Dataset records START

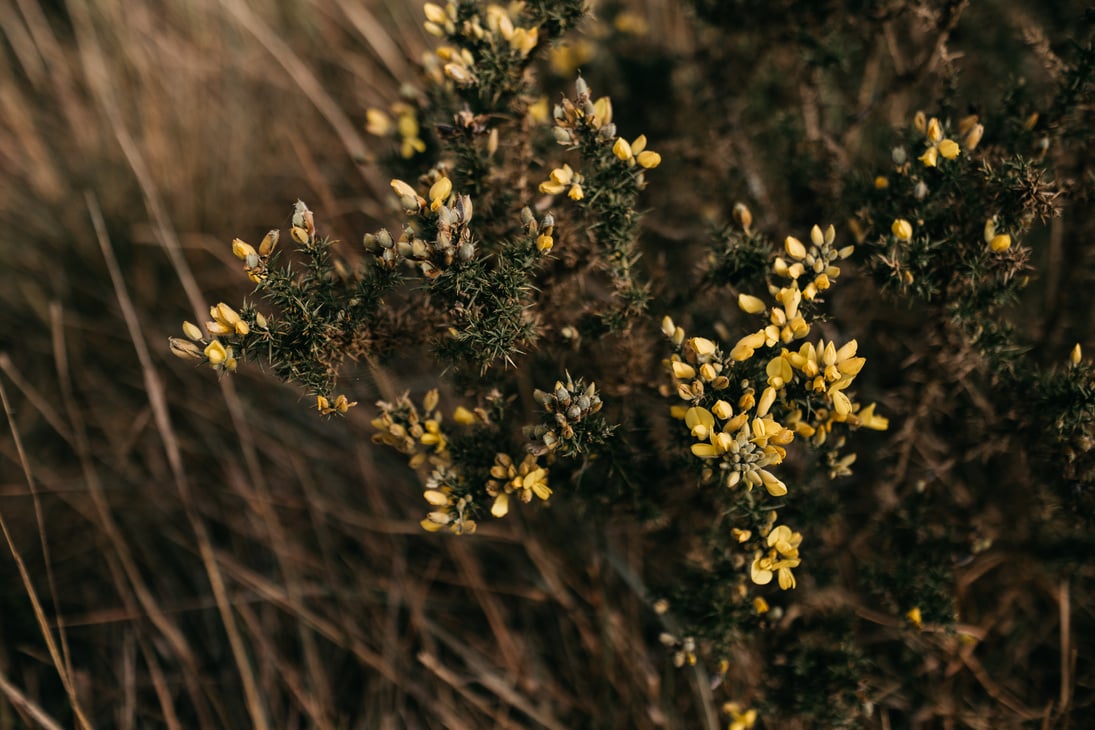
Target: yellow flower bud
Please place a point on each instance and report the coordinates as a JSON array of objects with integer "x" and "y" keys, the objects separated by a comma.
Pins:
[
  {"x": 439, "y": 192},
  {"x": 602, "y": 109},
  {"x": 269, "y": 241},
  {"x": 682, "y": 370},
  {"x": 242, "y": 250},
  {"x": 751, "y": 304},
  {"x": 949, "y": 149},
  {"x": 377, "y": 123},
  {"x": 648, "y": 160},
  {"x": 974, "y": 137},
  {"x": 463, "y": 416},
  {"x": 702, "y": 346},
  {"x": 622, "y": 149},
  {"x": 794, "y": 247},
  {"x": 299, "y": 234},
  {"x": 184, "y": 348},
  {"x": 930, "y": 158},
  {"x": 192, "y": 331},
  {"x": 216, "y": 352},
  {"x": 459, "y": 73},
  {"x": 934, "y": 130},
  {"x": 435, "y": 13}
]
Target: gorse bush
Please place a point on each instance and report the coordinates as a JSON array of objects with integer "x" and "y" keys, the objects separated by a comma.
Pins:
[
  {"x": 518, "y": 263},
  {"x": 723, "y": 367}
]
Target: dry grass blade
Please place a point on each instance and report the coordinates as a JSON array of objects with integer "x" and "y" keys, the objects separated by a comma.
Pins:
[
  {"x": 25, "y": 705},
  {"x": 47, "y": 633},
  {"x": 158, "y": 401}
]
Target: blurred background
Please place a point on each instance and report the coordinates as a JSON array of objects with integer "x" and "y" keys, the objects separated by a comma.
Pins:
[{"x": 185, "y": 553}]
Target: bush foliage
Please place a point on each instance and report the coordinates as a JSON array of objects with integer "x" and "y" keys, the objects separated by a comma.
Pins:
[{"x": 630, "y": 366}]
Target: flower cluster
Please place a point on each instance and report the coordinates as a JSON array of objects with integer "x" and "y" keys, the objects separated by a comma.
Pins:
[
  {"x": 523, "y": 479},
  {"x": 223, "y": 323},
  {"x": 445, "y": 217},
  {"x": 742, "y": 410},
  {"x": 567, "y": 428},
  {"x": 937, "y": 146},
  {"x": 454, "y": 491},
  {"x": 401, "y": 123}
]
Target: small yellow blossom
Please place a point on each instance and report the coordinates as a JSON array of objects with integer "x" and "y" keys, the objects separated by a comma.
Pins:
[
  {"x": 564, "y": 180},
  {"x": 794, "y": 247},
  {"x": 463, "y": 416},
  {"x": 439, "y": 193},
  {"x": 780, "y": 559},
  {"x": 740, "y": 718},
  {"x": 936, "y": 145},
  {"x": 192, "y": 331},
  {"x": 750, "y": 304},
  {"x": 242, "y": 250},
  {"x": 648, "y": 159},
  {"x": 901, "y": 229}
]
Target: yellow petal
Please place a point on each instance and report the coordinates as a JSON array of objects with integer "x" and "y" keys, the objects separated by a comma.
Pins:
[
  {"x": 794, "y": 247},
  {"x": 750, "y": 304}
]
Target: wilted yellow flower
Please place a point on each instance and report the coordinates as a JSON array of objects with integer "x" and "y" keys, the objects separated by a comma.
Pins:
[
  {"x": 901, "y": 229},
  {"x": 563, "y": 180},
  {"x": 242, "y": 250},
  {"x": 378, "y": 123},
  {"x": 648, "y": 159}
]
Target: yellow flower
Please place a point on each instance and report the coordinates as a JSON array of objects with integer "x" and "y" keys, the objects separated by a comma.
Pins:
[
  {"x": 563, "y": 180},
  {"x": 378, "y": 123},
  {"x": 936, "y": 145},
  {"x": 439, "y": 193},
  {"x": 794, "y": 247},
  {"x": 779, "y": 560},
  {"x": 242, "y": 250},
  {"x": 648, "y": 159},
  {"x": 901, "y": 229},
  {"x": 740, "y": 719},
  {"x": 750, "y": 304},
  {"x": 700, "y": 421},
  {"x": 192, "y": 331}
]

Dataset records END
Dataset records START

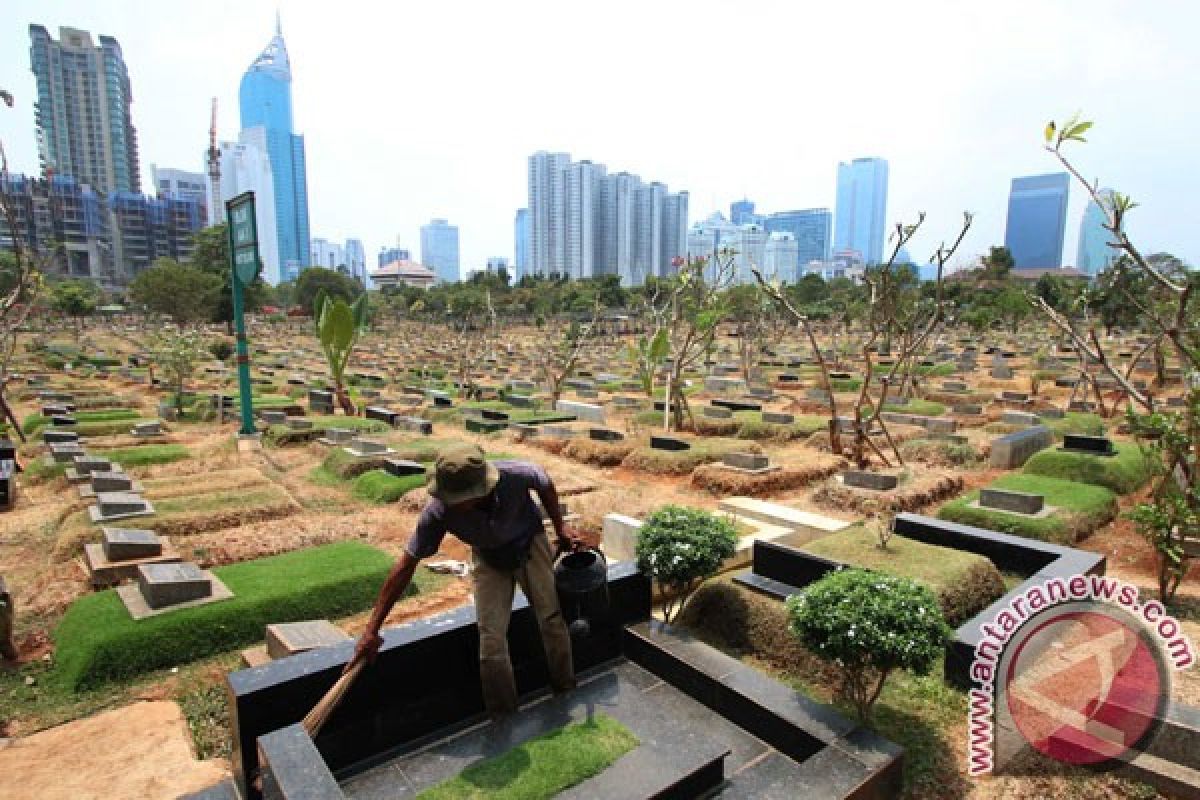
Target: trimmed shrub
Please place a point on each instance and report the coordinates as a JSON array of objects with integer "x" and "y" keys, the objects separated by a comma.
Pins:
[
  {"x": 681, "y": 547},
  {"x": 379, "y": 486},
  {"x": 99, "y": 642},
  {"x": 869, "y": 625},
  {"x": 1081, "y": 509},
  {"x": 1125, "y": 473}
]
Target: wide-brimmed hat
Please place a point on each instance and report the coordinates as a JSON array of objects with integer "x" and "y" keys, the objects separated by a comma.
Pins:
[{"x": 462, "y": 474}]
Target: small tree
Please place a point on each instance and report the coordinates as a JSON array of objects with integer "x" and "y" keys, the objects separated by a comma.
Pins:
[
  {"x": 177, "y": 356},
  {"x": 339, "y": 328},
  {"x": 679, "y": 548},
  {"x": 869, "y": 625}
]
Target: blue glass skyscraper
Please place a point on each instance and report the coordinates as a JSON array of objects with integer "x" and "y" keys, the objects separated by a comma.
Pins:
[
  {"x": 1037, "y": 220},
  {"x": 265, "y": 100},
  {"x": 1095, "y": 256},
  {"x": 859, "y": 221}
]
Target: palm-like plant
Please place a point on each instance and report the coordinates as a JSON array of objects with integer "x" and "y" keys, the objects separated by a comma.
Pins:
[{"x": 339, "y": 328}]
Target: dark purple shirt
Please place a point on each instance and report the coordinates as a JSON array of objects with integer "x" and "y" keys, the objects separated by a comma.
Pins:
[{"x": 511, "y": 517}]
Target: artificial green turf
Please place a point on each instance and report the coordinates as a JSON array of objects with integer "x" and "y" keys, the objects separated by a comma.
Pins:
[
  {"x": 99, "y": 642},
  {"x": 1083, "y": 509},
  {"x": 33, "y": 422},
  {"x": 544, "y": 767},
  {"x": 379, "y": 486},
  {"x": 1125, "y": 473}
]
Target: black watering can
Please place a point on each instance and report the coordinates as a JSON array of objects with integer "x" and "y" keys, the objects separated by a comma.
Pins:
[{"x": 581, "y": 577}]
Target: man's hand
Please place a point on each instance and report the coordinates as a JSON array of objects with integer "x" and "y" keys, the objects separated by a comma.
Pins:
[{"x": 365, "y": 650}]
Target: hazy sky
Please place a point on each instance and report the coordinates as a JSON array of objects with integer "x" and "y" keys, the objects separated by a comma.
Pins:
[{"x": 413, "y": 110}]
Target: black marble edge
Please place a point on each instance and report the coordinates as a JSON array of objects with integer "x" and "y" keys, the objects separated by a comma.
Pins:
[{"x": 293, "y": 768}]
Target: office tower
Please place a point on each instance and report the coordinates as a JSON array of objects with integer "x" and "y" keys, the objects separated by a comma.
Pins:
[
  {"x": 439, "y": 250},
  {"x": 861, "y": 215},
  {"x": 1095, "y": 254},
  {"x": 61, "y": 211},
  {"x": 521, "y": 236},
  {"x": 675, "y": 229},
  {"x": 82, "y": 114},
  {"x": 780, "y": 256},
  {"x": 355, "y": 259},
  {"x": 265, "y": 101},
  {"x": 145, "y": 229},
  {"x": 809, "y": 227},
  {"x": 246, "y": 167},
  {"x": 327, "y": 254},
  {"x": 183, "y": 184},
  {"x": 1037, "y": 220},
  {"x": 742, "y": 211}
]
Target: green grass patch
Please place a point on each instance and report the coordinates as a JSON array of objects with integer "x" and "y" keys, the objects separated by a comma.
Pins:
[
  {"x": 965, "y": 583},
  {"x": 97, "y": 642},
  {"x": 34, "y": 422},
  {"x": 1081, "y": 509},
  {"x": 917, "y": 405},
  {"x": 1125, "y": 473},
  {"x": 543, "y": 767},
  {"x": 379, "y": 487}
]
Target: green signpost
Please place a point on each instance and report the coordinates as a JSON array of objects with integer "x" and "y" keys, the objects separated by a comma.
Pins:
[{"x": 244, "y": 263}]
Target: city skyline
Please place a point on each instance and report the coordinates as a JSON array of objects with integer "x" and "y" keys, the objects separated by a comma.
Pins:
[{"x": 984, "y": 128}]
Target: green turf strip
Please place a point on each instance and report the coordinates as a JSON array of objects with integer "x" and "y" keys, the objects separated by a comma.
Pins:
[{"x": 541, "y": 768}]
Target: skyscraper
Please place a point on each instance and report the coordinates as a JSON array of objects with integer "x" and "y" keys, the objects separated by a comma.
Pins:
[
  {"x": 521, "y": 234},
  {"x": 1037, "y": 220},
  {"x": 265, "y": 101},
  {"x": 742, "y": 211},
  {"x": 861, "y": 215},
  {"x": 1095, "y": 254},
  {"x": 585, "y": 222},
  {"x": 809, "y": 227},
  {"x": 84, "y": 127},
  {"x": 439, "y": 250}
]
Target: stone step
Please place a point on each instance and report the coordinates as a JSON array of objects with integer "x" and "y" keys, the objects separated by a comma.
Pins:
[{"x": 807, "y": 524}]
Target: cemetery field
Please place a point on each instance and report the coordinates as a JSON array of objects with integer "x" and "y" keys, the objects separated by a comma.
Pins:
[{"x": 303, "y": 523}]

Dataset records END

Work request: Every line in the listing above that mentions "grass" should be returned.

Written reply:
Target: dry grass blade
Target: green grass patch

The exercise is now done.